**Pagina:**
:::
Si potrebbe, dunque, affermare che il diritto a comunicare, come situazione costituzionalmente sancita anche a livello di ordinamento internazionale e sovranazionale (Rapporto MacBride), costituisca la categoria generale entro cui ricondurre ogni aspetto della attività relazionale di trasmissione di informazioni, idee, opinioni; e che, dunque, nel suo universale riconoscimento confluiscano tanto il diritto alla libera comunicazione interindividuale, quanto il diritto di informare (o di informazione) e il diritto a essere informati (o alla informazione) come aspetti simmetrici del diritto della comunicazione sociale.

2.2. Comunicazione interindividuale, comunicazione sociale: una distinzione in via di esaurimento.
A proposito della distinzione fra comunicazione point to point e point to multipoint, che il Costituente ha tenuto ferma anche per sottolineare la funzione sociale della comunicazione informativa rispetto alla valenza strettamente privatistica di quella individuale, occorre però dar conto di come essa, di fronte al nuovo contesto tecnologico multimediale, si stia stemperando. All’epoca della Costituzione, infatti, la comunicazione individuale era esclusivamente corrispondenza, telegrafo, telefono, mentre la comunicazione sociale era dominata dalla stampa e dalla radio, essendo ancora in fase di sperimentazione la diffusione televisiva: il rapporto di comunicazione sociale era, indubbiamente, caratterizzato dalla unilateralità del messaggio (point) e dalla indistinzione dei destinatari (multipoint).
Le nuove frontiere tecnologiche, invece, puntano sempre più a integrare le tecnologie delle telecomunicazioni con i media tipici della comunicazione sociale: la tendenza è a individualizzare il rapporto di comunicazione, finalizzandolo a una interattività che consenta a quello che fino a poco tempo fa era considerato il polo passivo del rapporto di informazione di svolgere un ruolo attivo. La configurazione del medium radiotelevisivo futuro, transitato dall’etere al cavo e integrante funzioni informative con attività di comunicazione individuale, attraverso il passaggio intermedio della pay-per-view television e del video on demand (l’utente può costruire il palinsesto secondo le sue esigenze) sembra destinata sempre più a individualizzare il rapporto di comunicazione elettronica.
Ma a questo proposito, è lecito rimarcare come tale individualizzazione svolga effetti positivi solo se e nella misura in cui al fruitore della informazione sia attribuito un ruolo realmente attivo e consapevole, e la tanto decantata interattività comprenda l’effettiva possibilità di scelta e determinazione dei contenuti della comunicazione; ché, in caso contrario, si avrebbe soltanto una nuova, surrettizia limitazione del diritto a comunicare universalmente riconosciuto.
:::
**Richiesta:** Riscrivi il passo della pagina compreso fra "A proposito della" e "dei destinatari (multipoint).", estremi inclusi, sostituendo "Costituente" con "legislatore". L'elenco non ha alcun legame con la pagina.

**Elenco del dataset:**
:::
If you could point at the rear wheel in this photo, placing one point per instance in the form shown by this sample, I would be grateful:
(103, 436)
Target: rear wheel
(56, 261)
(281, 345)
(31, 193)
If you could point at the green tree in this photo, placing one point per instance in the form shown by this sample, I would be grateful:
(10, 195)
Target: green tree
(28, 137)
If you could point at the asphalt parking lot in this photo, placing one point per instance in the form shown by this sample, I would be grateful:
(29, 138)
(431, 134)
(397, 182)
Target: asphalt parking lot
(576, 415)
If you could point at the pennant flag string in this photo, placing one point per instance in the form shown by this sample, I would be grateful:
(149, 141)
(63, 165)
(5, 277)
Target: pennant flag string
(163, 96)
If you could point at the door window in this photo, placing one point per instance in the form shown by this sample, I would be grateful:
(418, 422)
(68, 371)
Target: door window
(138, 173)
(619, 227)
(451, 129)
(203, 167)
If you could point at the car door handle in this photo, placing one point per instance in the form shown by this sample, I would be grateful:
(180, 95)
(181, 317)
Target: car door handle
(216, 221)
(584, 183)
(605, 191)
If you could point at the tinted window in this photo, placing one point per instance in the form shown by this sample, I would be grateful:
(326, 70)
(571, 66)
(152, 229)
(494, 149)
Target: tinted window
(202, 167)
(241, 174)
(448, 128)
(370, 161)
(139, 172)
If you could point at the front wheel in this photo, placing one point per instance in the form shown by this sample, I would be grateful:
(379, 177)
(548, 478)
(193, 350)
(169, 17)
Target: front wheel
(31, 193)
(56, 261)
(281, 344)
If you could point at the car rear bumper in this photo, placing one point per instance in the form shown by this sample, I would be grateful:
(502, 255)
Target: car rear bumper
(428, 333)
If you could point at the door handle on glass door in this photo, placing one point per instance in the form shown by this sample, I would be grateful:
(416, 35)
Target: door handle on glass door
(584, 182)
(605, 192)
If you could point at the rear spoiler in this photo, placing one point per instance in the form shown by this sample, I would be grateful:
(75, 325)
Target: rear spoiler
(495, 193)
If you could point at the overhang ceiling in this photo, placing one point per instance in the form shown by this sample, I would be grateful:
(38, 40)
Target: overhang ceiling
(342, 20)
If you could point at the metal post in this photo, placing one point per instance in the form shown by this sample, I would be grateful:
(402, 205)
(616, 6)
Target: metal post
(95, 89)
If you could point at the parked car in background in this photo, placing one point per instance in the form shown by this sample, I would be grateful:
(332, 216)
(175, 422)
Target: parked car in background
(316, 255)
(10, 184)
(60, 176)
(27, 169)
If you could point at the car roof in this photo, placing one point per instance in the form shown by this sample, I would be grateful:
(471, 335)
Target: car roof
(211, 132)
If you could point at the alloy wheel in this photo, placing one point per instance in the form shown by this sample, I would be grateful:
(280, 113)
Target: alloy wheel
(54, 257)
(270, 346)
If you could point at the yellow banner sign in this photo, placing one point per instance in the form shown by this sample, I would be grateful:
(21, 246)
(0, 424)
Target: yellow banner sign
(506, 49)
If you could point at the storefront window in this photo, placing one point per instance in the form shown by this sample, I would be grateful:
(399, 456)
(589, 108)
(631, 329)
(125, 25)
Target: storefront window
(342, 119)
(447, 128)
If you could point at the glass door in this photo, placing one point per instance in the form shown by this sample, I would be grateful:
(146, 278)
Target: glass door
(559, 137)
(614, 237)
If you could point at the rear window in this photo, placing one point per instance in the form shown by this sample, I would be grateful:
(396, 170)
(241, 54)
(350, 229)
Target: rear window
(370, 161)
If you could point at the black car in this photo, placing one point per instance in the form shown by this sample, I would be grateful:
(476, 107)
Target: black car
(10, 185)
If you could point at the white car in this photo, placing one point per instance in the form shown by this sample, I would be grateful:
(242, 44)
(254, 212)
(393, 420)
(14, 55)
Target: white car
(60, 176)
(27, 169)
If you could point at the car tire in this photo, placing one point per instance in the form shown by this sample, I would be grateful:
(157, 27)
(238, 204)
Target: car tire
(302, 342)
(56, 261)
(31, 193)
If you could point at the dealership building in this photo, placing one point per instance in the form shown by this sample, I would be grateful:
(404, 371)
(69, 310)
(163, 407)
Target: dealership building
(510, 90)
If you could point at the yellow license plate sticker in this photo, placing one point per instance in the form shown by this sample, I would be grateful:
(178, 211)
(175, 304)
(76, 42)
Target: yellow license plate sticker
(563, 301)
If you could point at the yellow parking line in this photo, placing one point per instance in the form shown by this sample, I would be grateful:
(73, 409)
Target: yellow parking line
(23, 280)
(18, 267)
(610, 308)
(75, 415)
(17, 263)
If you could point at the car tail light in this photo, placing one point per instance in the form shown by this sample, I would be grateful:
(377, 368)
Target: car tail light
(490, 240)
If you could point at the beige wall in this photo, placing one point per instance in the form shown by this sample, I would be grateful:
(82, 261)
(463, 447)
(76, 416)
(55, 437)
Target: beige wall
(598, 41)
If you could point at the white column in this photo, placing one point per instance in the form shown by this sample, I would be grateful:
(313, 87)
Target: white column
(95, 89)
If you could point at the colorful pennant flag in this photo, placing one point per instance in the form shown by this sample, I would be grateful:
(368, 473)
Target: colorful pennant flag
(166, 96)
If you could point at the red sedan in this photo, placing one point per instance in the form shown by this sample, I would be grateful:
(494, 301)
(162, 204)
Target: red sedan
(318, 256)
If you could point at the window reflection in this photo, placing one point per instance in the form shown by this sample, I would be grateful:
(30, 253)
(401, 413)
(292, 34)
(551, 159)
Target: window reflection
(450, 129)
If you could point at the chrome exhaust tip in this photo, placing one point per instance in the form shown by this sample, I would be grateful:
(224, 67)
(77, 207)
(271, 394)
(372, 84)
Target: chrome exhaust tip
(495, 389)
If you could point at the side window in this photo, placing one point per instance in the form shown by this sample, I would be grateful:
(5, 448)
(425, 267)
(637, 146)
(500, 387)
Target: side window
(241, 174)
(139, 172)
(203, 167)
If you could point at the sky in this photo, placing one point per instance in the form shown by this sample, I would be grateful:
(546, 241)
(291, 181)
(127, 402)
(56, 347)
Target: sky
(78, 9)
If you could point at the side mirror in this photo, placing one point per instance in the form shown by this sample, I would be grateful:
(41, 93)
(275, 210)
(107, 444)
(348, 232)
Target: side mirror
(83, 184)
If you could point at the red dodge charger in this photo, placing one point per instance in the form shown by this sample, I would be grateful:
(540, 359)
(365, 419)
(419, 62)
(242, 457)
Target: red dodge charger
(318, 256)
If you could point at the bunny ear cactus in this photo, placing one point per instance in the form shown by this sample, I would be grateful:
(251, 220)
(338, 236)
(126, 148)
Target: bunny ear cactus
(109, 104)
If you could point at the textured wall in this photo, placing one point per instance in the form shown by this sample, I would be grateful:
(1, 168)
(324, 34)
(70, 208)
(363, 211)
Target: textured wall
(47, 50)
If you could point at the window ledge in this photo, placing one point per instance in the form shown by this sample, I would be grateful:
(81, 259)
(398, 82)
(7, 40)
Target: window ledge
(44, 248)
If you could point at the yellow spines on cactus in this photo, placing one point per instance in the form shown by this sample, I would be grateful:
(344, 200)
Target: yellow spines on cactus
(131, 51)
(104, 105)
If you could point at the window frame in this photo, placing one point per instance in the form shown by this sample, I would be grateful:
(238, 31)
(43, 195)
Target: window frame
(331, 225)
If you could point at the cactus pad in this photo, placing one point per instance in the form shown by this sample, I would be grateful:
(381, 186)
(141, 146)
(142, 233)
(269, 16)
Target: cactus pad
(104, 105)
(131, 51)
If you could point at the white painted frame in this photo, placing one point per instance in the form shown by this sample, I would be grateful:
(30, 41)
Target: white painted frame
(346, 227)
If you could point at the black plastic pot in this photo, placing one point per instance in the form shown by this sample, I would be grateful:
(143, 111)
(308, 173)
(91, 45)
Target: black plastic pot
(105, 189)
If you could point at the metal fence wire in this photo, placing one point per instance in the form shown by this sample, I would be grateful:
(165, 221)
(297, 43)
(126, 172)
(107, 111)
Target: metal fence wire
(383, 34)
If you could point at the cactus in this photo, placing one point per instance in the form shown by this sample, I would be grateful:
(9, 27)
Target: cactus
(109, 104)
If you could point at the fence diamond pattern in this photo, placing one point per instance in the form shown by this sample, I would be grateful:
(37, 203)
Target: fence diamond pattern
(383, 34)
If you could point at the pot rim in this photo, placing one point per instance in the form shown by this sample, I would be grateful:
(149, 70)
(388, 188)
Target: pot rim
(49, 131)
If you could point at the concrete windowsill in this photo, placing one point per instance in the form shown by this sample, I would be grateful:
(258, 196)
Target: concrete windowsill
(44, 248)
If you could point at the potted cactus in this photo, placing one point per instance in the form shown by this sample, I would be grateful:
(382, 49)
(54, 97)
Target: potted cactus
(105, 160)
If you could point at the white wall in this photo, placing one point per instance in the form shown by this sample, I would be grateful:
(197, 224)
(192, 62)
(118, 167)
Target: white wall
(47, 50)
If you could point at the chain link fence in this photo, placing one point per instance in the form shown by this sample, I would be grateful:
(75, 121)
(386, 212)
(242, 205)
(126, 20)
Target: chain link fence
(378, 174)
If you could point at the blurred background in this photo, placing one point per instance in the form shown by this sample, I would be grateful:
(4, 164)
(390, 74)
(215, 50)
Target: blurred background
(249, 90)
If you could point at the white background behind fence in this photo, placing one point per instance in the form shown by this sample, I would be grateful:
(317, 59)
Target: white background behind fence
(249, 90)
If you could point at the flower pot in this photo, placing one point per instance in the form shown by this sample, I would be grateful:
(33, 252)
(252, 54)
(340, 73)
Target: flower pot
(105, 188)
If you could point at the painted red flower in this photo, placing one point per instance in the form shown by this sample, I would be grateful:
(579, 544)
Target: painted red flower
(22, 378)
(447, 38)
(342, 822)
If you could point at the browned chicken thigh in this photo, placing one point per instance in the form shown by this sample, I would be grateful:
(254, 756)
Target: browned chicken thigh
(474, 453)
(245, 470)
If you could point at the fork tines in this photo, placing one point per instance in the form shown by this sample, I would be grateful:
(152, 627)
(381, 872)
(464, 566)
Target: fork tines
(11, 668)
:::
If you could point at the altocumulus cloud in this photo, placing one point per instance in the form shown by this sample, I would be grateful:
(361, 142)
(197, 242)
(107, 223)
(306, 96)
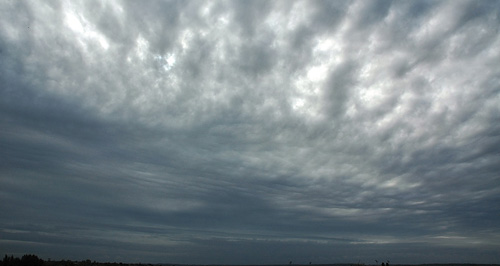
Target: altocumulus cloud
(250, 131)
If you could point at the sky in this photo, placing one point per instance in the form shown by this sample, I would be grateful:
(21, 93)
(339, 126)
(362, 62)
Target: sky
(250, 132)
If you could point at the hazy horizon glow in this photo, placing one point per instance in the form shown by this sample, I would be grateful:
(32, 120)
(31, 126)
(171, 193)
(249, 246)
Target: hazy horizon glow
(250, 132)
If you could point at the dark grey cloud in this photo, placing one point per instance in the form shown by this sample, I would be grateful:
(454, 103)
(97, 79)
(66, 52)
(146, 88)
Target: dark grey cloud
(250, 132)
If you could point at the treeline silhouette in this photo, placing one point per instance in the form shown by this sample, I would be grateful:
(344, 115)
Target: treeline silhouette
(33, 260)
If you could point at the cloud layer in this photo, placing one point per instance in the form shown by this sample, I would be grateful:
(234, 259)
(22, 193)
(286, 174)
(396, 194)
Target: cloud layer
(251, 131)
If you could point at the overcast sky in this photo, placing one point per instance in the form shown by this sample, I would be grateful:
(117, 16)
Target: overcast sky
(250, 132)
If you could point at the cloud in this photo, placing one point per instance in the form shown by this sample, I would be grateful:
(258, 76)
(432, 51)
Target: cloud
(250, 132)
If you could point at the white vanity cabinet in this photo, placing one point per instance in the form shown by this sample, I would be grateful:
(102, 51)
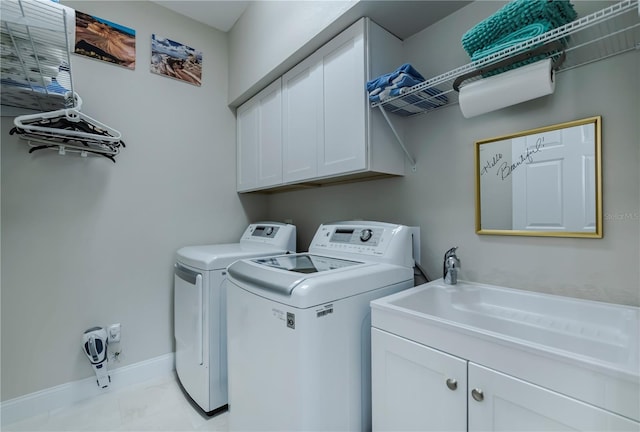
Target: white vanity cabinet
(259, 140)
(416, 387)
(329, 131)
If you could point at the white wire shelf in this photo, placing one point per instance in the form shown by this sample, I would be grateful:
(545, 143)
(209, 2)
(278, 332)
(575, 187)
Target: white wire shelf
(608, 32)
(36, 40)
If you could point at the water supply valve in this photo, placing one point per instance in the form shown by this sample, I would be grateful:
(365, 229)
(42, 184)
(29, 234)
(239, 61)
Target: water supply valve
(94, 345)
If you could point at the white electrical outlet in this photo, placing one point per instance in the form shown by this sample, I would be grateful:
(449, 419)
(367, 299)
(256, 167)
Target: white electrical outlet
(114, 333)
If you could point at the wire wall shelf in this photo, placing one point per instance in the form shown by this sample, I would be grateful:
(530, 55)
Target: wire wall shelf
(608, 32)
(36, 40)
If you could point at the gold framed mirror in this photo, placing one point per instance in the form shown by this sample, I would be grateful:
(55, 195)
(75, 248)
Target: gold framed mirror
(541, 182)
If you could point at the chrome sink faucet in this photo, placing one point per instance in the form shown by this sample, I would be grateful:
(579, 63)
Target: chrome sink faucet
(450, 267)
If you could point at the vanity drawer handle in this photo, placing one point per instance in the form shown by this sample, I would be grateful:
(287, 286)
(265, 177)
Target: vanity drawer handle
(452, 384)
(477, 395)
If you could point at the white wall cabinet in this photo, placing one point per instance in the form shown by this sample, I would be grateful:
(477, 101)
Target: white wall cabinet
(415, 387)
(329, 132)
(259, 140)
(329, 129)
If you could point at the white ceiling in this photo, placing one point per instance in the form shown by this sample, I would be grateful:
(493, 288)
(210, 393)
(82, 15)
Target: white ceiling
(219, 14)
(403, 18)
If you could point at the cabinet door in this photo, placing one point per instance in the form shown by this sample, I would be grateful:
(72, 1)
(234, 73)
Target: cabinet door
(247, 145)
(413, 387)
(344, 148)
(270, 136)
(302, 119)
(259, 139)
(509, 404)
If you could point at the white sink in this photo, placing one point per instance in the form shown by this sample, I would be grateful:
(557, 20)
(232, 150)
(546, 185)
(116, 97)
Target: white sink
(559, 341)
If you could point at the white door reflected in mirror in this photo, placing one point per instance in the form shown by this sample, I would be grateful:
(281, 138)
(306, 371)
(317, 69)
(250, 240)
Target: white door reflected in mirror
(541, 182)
:::
**Compito svolto:**
A proposito della distinzione fra comunicazione point to point e point to multipoint, che il legislatore ha tenuto ferma anche per sottolineare la funzione sociale della comunicazione informativa rispetto alla valenza strettamente privatistica di quella individuale, occorre però dar conto di come essa, di fronte al nuovo contesto tecnologico multimediale, si stia stemperando. All’epoca della Costituzione, infatti, la comunicazione individuale era esclusivamente corrispondenza, telegrafo, telefono, mentre la comunicazione sociale era dominata dalla stampa e dalla radio, essendo ancora in fase di sperimentazione la diffusione televisiva: il rapporto di comunicazione sociale era, indubbiamente, caratterizzato dalla unilateralità del messaggio (point) e dalla indistinzione dei destinatari (multipoint).